ПРЕДОСТАВЛЕННЫЙ ОТРЫВОК:
#####

Так что вот она, моя метафора сада. Что же мне теперь с ней делать? Это вам не какой-нибудь мирный и безопасный садик, где все растения ведут себя хорошо, а главное — предсказуемо. Здесь, если хочешь испечь яблочный пирог, изволь нарвать капусты. Да и люди в нем умирают с бухты-барахты — надо думать, от потрясения, — а по полу рассыпаны опасные и взрывчатые вещества. Такого просто нельзя допускать. Кто-то должен положить этому конец.
И кто-то пытается. Большая медведица требует чистоты и порядка. Очевидным образом, она — страж границы в штатском, или, может быть, школьный инспектор. Правда единственное, чего ей удается добиться, — это гибель ни в чем не повинного прохожего.
Утешает то, что никто не обращает на это никакого внимания, и, насколько я могу судить, свадьба — благоразумная или нет — идет своим чередом, а вместе с ней и игра в «как попало». Я, пожалуй, присоединюсь к ней, если встречу эту компанию.
Эта речь была произнесена в Королевском литературном обществе 6 декабря 2001 года.
Идея границ, пограничников, стражей, таможенных пошлин, паспортов, виз и «пропускных писем» (воображаемого документа, который надо получить героям фильма «Касабланка», чтобы отбыть в спасительный Лиссабон) полна метафор. В наши дни «брексита» и политически инспирированной паранойи по поводу диких орд беженцев, которые наверняка все террористы, желание «вернуть контроль над нашими границами» цветет пышным цветом. Увы, вся эта машина взаимных подозрений никак не помогает людям нормально сосуществовать друг с другом. Во многих странах писателям становится все труднее издавать книги, не опасаясь тюремного заключения или еще чего похуже, — и это, к сожалению, уже совсем не метафора.
Напишем это краснымПрактика письма
Писательское дело как игра по правилам: как начинать и как заканчивать, как сочинять отдельные части и записывать их, а также о том, что далеко не все нужно писать красным
Меня попросили выступить на чтениях памяти Патрика Харди. Признаюсь, для меня это большая честь. Я никогда не знал его лично, но как читатель «Сигнала» отдавал себе отчет, сколь качественными были предыдущие лекции и сколь многими достоинствами обладали те, кто их читал, — сплошь выдающиеся и неизменно интересные люди, которым есть что сказать о нашем огромном мире — мире детской литературы. Об «огромном мире» я говорю без малейшей иронии: на нынешнем этапе нашей литературной истории для детских книг по самым разным причинам характерны широта и диапазон (в ментальном и моральном смысле), от которых взрослая художественная литература, кажется, уже отказалась. Но сегодня я не намерен снова заводить этот спор. Вместо этого я, пожалуй, начну с некой истории, продолжу обзором некоторых принципов сочинительства и закончу признанием.

#####

ИСХОДНЫЕ ДАННЫЕ:

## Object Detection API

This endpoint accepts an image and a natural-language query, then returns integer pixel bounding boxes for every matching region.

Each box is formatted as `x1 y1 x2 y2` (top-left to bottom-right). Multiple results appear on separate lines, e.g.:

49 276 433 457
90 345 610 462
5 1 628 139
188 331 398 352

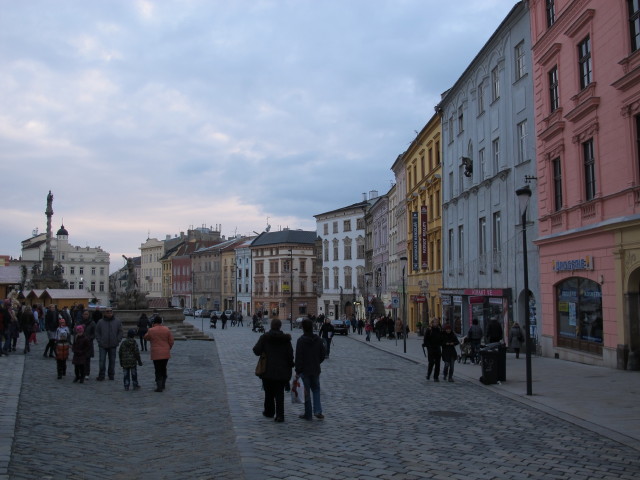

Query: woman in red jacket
144 315 173 392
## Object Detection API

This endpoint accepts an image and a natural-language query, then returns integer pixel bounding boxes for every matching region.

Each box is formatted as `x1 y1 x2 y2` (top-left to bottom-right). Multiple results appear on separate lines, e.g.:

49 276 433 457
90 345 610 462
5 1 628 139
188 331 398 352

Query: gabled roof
251 230 317 248
313 197 370 218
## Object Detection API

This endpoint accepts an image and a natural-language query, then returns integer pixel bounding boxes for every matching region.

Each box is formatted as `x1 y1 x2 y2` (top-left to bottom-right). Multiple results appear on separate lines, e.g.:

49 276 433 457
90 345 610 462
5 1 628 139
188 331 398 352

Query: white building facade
314 200 369 318
439 2 540 342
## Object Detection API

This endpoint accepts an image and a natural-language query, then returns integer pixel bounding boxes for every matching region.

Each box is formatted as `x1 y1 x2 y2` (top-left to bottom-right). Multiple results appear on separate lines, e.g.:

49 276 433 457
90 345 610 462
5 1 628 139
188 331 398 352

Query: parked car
331 320 349 335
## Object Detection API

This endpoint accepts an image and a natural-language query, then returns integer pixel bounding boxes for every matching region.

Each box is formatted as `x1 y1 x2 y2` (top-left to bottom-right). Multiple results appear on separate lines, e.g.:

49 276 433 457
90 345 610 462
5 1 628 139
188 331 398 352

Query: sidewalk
349 333 640 451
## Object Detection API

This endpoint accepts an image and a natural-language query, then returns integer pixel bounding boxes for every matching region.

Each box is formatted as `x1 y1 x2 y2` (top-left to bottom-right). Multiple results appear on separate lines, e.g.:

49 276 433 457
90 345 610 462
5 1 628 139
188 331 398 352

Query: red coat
144 324 173 360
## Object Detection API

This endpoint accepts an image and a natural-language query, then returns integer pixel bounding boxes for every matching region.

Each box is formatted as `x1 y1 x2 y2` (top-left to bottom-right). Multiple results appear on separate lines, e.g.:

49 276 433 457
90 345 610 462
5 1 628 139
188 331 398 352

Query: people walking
509 322 524 358
138 313 151 352
253 318 294 422
20 305 36 354
144 315 173 392
96 308 122 382
487 317 504 343
318 318 335 358
422 318 442 382
55 318 71 380
118 328 142 390
295 318 324 420
467 318 483 363
442 323 460 382
71 326 91 383
80 310 96 380
42 305 58 358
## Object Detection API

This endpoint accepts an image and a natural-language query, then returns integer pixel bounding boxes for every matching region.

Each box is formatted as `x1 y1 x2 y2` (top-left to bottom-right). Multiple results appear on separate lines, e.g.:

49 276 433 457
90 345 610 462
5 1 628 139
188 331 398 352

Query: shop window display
556 277 603 353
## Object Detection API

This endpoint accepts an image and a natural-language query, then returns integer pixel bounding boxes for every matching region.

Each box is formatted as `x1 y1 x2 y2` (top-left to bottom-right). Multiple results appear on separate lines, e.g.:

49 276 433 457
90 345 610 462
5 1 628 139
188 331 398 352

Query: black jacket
422 326 444 351
296 333 325 375
253 330 294 382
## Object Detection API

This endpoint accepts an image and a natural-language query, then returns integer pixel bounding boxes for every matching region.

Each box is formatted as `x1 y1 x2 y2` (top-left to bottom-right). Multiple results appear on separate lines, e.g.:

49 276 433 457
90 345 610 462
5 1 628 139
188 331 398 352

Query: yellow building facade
403 113 443 331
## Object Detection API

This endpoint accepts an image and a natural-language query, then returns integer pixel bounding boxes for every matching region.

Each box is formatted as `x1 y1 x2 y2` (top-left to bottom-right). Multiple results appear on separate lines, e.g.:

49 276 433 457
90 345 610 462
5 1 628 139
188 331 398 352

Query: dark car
331 320 349 335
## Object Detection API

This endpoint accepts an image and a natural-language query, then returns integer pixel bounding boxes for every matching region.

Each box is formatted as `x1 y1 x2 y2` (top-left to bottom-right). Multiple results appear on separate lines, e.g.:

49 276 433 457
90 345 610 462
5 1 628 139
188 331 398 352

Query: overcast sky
0 0 516 268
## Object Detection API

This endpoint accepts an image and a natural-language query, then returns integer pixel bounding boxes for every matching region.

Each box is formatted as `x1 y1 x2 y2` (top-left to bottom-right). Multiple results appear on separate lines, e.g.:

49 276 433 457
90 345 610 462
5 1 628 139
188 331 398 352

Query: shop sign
551 255 593 272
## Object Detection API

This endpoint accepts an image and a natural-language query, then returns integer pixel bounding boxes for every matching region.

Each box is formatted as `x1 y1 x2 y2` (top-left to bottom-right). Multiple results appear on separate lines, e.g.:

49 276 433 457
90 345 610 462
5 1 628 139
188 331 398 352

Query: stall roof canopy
0 265 22 285
25 288 93 300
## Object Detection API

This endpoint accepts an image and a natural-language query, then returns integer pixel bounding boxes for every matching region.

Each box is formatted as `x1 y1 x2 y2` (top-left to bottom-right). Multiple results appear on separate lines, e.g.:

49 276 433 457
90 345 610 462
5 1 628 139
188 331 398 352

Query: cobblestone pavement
200 327 640 480
8 319 640 480
8 337 243 480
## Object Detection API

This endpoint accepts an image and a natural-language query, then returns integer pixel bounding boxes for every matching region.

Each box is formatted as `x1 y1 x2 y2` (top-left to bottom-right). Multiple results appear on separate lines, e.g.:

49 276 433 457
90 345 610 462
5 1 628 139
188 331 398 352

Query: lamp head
516 185 531 215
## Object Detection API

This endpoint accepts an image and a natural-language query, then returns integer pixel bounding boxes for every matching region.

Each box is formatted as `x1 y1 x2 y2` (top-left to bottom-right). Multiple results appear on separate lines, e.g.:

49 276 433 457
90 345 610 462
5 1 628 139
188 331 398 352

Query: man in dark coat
296 318 324 420
253 318 293 422
487 317 504 343
422 318 442 382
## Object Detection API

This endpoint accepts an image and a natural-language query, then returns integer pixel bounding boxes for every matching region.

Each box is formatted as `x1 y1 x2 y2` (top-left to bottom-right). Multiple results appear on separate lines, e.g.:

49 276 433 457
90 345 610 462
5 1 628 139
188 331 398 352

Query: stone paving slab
202 320 640 480
8 341 244 480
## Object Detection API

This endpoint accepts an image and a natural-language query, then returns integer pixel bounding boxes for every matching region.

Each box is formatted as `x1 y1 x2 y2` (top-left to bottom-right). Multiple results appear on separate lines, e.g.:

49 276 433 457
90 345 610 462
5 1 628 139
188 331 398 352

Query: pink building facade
530 0 640 370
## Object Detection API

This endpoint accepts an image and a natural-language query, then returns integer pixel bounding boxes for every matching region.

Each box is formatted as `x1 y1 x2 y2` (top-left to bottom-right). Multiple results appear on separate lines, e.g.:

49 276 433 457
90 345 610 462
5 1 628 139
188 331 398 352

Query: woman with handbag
253 318 293 422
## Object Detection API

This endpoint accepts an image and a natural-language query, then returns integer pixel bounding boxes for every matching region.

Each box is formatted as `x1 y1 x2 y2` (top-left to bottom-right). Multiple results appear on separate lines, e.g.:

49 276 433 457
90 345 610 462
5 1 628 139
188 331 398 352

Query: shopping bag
291 375 304 404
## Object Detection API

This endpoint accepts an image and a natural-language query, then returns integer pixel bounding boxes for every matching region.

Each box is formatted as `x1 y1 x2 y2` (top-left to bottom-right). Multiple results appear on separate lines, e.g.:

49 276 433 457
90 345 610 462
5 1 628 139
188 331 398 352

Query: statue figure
122 255 138 292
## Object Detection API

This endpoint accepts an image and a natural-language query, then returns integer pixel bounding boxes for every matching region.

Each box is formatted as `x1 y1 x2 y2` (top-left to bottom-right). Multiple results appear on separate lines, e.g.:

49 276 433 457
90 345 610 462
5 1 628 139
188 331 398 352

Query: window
491 67 500 102
343 238 352 260
549 65 560 112
458 225 464 274
357 237 364 260
491 138 500 175
449 115 453 143
344 267 353 290
582 138 596 201
627 0 640 52
492 212 502 272
514 40 527 80
478 217 487 273
578 37 593 88
551 158 562 212
546 0 556 28
449 172 455 200
517 120 527 162
447 228 454 271
556 277 602 353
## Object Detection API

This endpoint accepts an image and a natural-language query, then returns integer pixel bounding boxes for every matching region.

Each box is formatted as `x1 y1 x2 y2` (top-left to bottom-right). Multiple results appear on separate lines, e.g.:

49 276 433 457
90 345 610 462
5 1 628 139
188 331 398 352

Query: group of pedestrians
253 318 324 422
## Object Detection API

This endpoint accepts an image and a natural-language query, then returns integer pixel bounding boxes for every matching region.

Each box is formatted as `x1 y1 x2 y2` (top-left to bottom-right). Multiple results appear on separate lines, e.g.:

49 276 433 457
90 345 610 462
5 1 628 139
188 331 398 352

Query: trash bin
480 348 500 385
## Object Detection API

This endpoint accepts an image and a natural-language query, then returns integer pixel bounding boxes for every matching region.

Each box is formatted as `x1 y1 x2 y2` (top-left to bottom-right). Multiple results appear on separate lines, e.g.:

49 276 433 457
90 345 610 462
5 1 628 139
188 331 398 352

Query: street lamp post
516 185 533 395
400 257 407 353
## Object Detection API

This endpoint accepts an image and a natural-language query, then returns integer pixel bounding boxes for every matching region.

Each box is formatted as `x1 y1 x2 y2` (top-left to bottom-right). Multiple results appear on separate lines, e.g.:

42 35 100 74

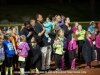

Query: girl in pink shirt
96 31 100 64
68 33 77 70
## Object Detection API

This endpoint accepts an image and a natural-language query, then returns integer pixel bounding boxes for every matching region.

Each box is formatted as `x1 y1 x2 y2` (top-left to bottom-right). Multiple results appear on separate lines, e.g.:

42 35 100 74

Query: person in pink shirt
68 33 77 70
72 22 79 33
82 31 95 69
96 31 100 64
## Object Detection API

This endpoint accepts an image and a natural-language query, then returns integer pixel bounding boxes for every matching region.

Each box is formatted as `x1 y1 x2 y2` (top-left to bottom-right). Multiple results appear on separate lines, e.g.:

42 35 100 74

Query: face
26 24 31 29
78 26 82 30
31 37 36 43
56 16 61 22
31 20 35 27
37 15 43 22
12 28 17 34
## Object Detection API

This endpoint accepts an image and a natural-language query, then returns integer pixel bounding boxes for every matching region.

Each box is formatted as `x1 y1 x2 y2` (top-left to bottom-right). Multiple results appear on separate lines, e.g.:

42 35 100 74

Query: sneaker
48 38 51 42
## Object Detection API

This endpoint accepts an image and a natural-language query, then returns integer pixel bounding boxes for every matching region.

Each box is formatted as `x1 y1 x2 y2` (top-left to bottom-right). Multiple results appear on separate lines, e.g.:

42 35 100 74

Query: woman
76 25 86 59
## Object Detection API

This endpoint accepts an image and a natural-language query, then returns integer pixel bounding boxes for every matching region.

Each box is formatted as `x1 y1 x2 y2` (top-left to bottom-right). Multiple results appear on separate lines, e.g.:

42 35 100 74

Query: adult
21 21 34 43
63 17 73 67
88 21 96 35
75 25 86 59
34 14 51 70
55 15 64 28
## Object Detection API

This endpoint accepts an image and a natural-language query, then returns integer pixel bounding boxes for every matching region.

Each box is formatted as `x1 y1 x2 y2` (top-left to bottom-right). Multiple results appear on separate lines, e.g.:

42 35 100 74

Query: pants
55 54 62 68
41 46 51 69
97 48 100 61
78 40 84 59
5 57 13 67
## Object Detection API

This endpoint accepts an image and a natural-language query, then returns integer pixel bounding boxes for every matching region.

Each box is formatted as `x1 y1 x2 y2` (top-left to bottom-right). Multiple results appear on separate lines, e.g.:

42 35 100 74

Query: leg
41 47 47 70
55 54 59 69
46 46 51 69
20 61 26 74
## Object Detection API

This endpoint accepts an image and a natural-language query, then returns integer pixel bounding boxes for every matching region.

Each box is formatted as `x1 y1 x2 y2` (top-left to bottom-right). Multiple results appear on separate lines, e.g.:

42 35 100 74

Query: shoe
85 66 90 69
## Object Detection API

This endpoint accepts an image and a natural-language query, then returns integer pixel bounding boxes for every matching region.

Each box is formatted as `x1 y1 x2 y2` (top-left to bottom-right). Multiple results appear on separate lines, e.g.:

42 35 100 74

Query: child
68 33 77 70
82 31 95 69
11 27 19 69
53 30 64 71
72 22 78 33
3 33 15 75
17 35 30 75
29 37 42 73
0 37 5 75
44 16 54 43
96 31 100 64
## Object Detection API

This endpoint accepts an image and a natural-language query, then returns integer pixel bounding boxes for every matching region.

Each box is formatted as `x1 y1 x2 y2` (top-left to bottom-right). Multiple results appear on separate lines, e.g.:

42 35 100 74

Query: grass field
0 3 100 22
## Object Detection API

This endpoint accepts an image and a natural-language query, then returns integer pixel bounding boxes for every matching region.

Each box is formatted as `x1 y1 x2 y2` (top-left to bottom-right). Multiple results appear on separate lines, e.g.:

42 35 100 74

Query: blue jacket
3 40 15 57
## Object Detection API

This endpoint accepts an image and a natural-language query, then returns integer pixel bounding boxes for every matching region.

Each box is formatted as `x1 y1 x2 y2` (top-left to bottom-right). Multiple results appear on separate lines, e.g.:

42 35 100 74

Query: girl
72 22 78 33
68 33 77 70
54 30 65 71
82 31 95 69
29 37 42 73
3 33 15 75
17 35 30 75
44 16 54 43
75 25 86 59
11 27 19 69
0 36 5 75
96 31 100 64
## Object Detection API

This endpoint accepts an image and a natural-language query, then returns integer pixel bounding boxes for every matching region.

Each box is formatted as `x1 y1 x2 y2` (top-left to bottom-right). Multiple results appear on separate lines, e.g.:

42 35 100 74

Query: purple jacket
96 35 100 48
17 42 30 58
68 40 77 50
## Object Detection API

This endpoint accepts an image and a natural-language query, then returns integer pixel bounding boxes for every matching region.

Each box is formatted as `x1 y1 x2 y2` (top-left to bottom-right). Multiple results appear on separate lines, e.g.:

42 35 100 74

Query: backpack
0 46 5 62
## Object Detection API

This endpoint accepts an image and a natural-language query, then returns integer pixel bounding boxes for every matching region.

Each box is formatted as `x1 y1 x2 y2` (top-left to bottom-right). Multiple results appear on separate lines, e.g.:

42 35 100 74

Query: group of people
0 14 100 75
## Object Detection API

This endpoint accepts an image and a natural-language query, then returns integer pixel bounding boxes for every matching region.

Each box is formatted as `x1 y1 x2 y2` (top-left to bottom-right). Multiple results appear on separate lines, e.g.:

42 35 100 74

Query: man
34 14 51 70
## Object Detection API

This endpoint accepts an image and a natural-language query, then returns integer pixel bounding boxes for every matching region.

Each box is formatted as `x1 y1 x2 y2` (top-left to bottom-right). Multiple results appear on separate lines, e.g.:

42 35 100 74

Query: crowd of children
0 14 100 75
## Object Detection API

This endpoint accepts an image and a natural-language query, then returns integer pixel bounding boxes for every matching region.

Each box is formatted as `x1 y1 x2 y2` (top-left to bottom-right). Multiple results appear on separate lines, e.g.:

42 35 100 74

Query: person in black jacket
21 21 35 43
82 31 95 69
62 17 73 68
29 37 42 73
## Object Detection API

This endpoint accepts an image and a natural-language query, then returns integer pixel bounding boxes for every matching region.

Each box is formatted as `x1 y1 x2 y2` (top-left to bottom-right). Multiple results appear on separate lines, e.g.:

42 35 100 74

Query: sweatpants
41 46 51 70
97 48 100 61
55 54 62 69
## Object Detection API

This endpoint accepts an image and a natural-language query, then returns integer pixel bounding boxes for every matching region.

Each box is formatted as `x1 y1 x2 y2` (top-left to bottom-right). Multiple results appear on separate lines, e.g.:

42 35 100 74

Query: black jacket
62 25 73 41
21 27 35 43
82 39 95 63
29 43 42 70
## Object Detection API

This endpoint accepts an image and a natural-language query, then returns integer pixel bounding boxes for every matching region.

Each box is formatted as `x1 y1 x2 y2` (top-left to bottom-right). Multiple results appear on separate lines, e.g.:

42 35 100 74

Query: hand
29 31 33 35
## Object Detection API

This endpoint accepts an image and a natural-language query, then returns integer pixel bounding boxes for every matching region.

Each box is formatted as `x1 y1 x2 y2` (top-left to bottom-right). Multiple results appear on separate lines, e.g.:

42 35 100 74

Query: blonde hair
20 35 26 42
56 29 64 38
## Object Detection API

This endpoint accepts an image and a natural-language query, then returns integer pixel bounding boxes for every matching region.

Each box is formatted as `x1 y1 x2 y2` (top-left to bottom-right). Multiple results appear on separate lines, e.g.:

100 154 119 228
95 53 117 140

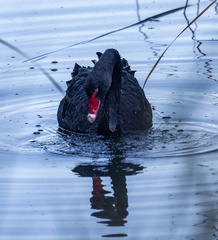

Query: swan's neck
99 50 122 132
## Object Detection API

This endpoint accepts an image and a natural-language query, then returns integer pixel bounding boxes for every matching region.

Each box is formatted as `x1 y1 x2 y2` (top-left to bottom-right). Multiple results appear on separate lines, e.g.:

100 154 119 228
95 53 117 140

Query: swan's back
57 50 152 135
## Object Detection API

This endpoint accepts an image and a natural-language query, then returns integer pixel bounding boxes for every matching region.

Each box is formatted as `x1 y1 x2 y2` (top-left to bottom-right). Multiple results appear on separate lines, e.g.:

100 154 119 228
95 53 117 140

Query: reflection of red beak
87 89 101 123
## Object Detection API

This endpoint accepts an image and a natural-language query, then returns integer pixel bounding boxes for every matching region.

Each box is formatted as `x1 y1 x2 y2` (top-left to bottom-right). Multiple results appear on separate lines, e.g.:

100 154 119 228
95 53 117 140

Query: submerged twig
0 39 64 94
143 0 217 88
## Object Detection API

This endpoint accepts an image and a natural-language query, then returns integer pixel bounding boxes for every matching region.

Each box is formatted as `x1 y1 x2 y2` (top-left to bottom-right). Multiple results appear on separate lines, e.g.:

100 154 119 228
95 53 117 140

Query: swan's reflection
72 156 143 226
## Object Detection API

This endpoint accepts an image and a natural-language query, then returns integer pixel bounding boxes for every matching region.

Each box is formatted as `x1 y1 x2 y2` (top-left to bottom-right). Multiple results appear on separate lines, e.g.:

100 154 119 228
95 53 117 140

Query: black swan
57 49 152 137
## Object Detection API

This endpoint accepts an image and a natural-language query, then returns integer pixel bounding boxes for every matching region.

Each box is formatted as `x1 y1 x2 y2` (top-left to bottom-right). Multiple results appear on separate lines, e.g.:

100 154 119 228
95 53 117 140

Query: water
0 0 218 240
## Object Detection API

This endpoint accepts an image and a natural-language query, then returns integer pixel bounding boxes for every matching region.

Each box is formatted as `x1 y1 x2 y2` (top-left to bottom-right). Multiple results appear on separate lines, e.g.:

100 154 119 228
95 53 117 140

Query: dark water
0 0 218 240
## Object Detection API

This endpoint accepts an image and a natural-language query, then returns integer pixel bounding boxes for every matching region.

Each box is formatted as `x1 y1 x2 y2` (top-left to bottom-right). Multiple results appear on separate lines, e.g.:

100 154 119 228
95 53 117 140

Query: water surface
0 0 218 240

#####

ПИСЬМЕННОЕ ЗАДАНИЕ 1: Перепишите строки с данными без изменений: от самого их начала до строки с «439 2 540 342» включительно. Изображения в ответ не включайте.
ПИСЬМЕННОЕ ЗАДАНИЕ 2: Подхватите отрывок о писательском ремесле и продолжите его сразу после последнего предложения.
Отрывок и строки с данными никак не связаны между собой.

РЕЗУЛЬТАТ ЗАДАНИЯ 1:
## Object Detection API

This endpoint accepts an image and a natural-language query, then returns integer pixel bounding boxes for every matching region.

Each box is formatted as `x1 y1 x2 y2` (top-left to bottom-right). Multiple results appear on separate lines, e.g.:

49 276 433 457
90 345 610 462
5 1 628 139
188 331 398 352


Query: woman in red jacket
144 315 173 392
## Object Detection API

This endpoint accepts an image and a natural-language query, then returns integer pixel bounding boxes for every matching region.

Each box is formatted as `x1 y1 x2 y2` (top-left to bottom-right). Multiple results appear on separate lines, e.g.:

49 276 433 457
90 345 610 462
5 1 628 139
188 331 398 352

Query: gabled roof
251 230 317 248
313 197 370 218
## Object Detection API

This endpoint accepts an image and a natural-language query, then returns integer pixel bounding boxes for every matching region.

Each box is formatted as `x1 y1 x2 y2` (top-left to bottom-right). Multiple results appear on separate lines, e.g.:

49 276 433 457
90 345 610 462
5 1 628 139
188 331 398 352

Query: white building facade
314 200 369 318
439 2 540 342

РЕЗУЛЬТАТ ЗАДАНИЯ 2:
История эта вполне реальна, она произошла лично со мной — вернее, я стал ее свидетелем — примерно год назад. (Сама эта фраза наглядно показывает, как поразительно трудно бывает говорить об историях. Разумеется, история как таковая ни с кем не происходила — произошли события. История случилась позже, когда я выбрал некоторые из этих событий и пересказал. С тех пор я делал это уже не раз, потому что события показались мне совершенно захватывающими, но сегодня собираюсь сосредоточиться на их последствиях и сделать это более последовательно.)
Я ехал на поезде из Оксфорда в Ньюкасл. Вагон был переполнен, и рядом со мной сидела молодая женщина с шестью детьми. Не уверен, что все они были ее: как минимум несколько приходились друг другу кузенами, так что юная леди была сразу и мама, и тетя. Самого маленького она кормила, а четырехлетке вручила огромный пакет чипсов, так что эти двое были очень заняты. Еще двое — мальчики лет одиннадцати — менялись футбольными вкладышами, так что тоже были при деле. А вот двум девочкам, восьми или девяти лет, я полагаю, было решительно нечем заняться, и они немного нервничали.
Мама выдала им цветные карандаши и альбомчик и сказала:
— А давайте вы напишете какую-нибудь историю?
Взгляд мой был прикован к тому, что я сам в тот момент читал (а именно к документам по Центру Детской Книги, который теперь известен как «Семь историй» — ради него я, собственно, и ехал в Ньюкасл), но сорока, которая сидит у всякого писателя на голове, немедленно повернула голову и уставилась на девочек глазками-бусинками. «Чем тут можно поживиться? — осведомилась она. — Что можно украсть? Что забрать к нам в гнездо?»
(На самом деле насест у меня на голове делят две птицы: сорока и еще одна — пыльный, душевно надломленный, безнадежно старомодный филин, который раньше работал учителем. Он тоже приоткрыл один глаз и приклонил слух — если совы вообще такое умеют, — желая выяснить, чему школа успела научить этих детей.)
Сначала девочки решали, как будут звать их героиню и где она будет жить, как зовут ее подруг, в какую школу она ходит и все такое прочее. Так они дошли до пролога к истории, и одна спросила другую:
— А разрешается писать, что она умеет колдовать?
Вот именно так она и сказала. Не «давай напишем, что она умеет колдовать», а «разрешается».
Филин открыл второй глаз. Сорока так свесила голову набок, что чуть не свернула себе шею.
В общем, они решили, что героиня умеет колдовать, и исписали целую страницу, все время советуясь по поводу дальнейших событий. Филин остался очень доволен тем, что писали девочки, аккуратно и правильно расставляли знаки препинания — и даже делили текст на абзацы. Сорока тем временем отчаянно пыталась читать написанное вверх ногами.
Тут вторая девочка сказала:
— Я знаю! Когда будут волнующие события, давай писать про них красным!
Сорока и филин в немом восхищении воззрились друг на друга. Думаю, пора уже оставить метафорических птиц в покое, так как эти две части меня пребывали в совершенном согласии со всеми остальными: мое уважение к великим восьмилетним писательницам было столь велико, что я бы непременно попросил у них автограф, если бы только осмелился. Увы, они вышли на следующей станции, и больше я ничего не услышал.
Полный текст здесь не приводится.